## Records to use
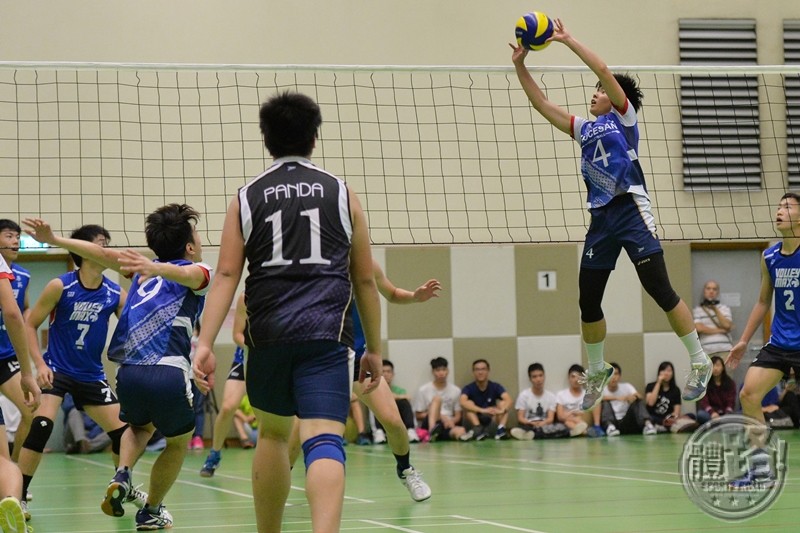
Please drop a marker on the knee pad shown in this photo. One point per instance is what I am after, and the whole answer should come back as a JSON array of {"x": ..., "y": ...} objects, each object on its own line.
[
  {"x": 116, "y": 437},
  {"x": 40, "y": 431},
  {"x": 325, "y": 446},
  {"x": 592, "y": 286},
  {"x": 652, "y": 273}
]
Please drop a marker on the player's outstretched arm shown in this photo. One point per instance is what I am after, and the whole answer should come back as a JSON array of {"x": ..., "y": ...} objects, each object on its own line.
[
  {"x": 47, "y": 301},
  {"x": 366, "y": 292},
  {"x": 607, "y": 80},
  {"x": 42, "y": 232},
  {"x": 396, "y": 295},
  {"x": 15, "y": 326},
  {"x": 556, "y": 115},
  {"x": 760, "y": 309},
  {"x": 132, "y": 262}
]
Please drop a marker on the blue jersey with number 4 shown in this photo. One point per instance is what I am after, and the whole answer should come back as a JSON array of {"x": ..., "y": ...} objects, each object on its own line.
[
  {"x": 784, "y": 271},
  {"x": 20, "y": 286},
  {"x": 157, "y": 321},
  {"x": 79, "y": 328},
  {"x": 610, "y": 155}
]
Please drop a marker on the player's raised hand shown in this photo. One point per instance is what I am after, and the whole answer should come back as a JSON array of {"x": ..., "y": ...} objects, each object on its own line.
[
  {"x": 427, "y": 291},
  {"x": 735, "y": 355},
  {"x": 203, "y": 366},
  {"x": 132, "y": 262},
  {"x": 39, "y": 230}
]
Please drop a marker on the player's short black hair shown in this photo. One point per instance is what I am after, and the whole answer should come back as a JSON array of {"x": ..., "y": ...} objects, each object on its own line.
[
  {"x": 476, "y": 361},
  {"x": 87, "y": 232},
  {"x": 438, "y": 362},
  {"x": 6, "y": 223},
  {"x": 534, "y": 367},
  {"x": 576, "y": 368},
  {"x": 169, "y": 229},
  {"x": 792, "y": 195},
  {"x": 289, "y": 123},
  {"x": 631, "y": 88}
]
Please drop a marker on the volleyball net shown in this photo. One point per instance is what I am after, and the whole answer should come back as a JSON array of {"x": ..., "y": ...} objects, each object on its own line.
[{"x": 438, "y": 155}]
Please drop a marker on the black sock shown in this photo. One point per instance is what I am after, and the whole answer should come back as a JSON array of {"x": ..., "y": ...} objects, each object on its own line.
[
  {"x": 26, "y": 482},
  {"x": 403, "y": 463}
]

## Work to do
Convert every line above, except the picture, into a JSON list of strings with one string per line. Leave out blank lines.

## Task answer
[
  "Please drop a marker on the knee pad shown in this photo. One point per instance is what I am after, and the whole answer should come back as a JSON array of {\"x\": ..., \"y\": ...} objects, each object on its own line.",
  "[",
  "  {\"x\": 116, \"y\": 437},",
  "  {\"x\": 40, \"y\": 431},",
  "  {\"x\": 325, \"y\": 446},",
  "  {\"x\": 592, \"y\": 286},",
  "  {\"x\": 652, \"y\": 273}",
  "]",
  "Please drop a marker on the player's outstretched arm shown in this photo. One point per instance is what I am after, and the whole answer should come back as a JSON array of {\"x\": ..., \"y\": ...} objects, each object on its own line.",
  "[",
  "  {\"x\": 47, \"y\": 301},",
  "  {\"x\": 366, \"y\": 292},",
  "  {\"x\": 607, \"y\": 80},",
  "  {\"x\": 42, \"y\": 232},",
  "  {\"x\": 396, \"y\": 295},",
  "  {\"x\": 15, \"y\": 326},",
  "  {\"x\": 556, \"y\": 115},",
  "  {\"x\": 760, \"y\": 309},",
  "  {\"x\": 132, \"y\": 262}",
  "]",
  "Please drop a marker on the blue jersey with number 4 shown in this photo. One point per instance is what I am after, and the whole answer should come back as a JSON array of {\"x\": ..., \"y\": ...} objects, each object on its own line.",
  "[",
  "  {\"x\": 784, \"y\": 271},",
  "  {\"x\": 20, \"y\": 286},",
  "  {\"x\": 157, \"y\": 321},",
  "  {\"x\": 79, \"y\": 328},",
  "  {\"x\": 610, \"y\": 155}",
  "]",
  "Please drop a marker on the player's raised hand shown in this photo. One point per instance is what I am after, and the whole answer should come back as a JSON array of {\"x\": ..., \"y\": ...} objects, each object on its own line.",
  "[",
  "  {\"x\": 427, \"y\": 291},",
  "  {\"x\": 735, \"y\": 355},",
  "  {\"x\": 203, \"y\": 366},",
  "  {\"x\": 132, \"y\": 262},",
  "  {\"x\": 39, \"y\": 230}",
  "]",
  "Please drop a marker on the player's short black hair shown in this photo. One point per instance is what I am after, and the whole answer should come back as a JSON array of {\"x\": ..., \"y\": ...} objects, each object on its own line.",
  "[",
  "  {\"x\": 476, \"y\": 361},",
  "  {\"x\": 87, \"y\": 232},",
  "  {\"x\": 438, \"y\": 362},",
  "  {\"x\": 6, \"y\": 223},",
  "  {\"x\": 534, \"y\": 367},",
  "  {\"x\": 576, \"y\": 368},",
  "  {\"x\": 169, \"y\": 229},",
  "  {\"x\": 792, \"y\": 195},",
  "  {\"x\": 289, \"y\": 123},",
  "  {\"x\": 631, \"y\": 88}",
  "]",
  "Please drop a marker on the volleyball net shown in this photo. One point per instance is what I am after, and the whole answer should come back as a JSON array of {\"x\": ..., \"y\": ...} objects, each object on its own line.",
  "[{\"x\": 438, \"y\": 155}]",
  "Please drop a marker on the black sock shown in this photo. One point per instance is what I am after, and the whole answer should come back as a JSON array of {\"x\": ..., \"y\": ...} objects, each object on its own line.",
  "[",
  "  {\"x\": 26, \"y\": 482},",
  "  {\"x\": 403, \"y\": 463}",
  "]"
]